>>>
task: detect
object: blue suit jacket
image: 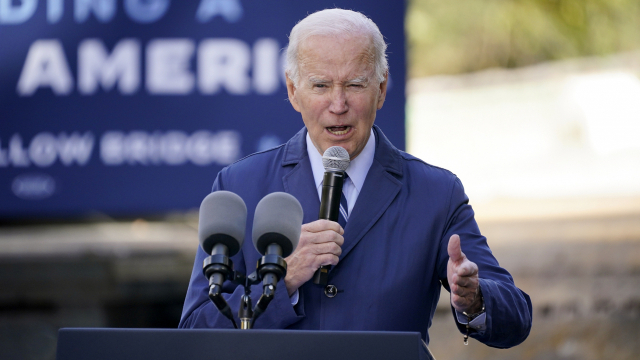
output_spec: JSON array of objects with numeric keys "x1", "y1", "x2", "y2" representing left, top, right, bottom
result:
[{"x1": 179, "y1": 126, "x2": 532, "y2": 348}]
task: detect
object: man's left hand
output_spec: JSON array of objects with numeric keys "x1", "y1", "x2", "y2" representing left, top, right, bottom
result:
[{"x1": 447, "y1": 234, "x2": 483, "y2": 314}]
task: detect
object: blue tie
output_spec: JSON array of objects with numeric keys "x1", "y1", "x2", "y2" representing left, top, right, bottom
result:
[{"x1": 338, "y1": 174, "x2": 349, "y2": 228}]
<<<
◆ WHAT IS BEING ASKED ◆
All of the material above is to be retyped verbatim, with its pictures omitted.

◆ PROBLEM SOLUTION ◆
task: detect
object: blue suit jacket
image: 
output_spec: JSON array of objects with numeric keys "x1", "y1", "x2", "y2" representing left, top, right, bottom
result:
[{"x1": 179, "y1": 126, "x2": 532, "y2": 348}]
task: detect
object: man's left hand
output_spec: JSON array of objects with numeric keys "x1", "y1", "x2", "y2" representing left, top, right, bottom
result:
[{"x1": 447, "y1": 234, "x2": 483, "y2": 314}]
task: detect
object: blue tie
output_spec: JSON array of objects with numeric keys "x1", "y1", "x2", "y2" representing left, top, right, bottom
result:
[{"x1": 338, "y1": 174, "x2": 349, "y2": 228}]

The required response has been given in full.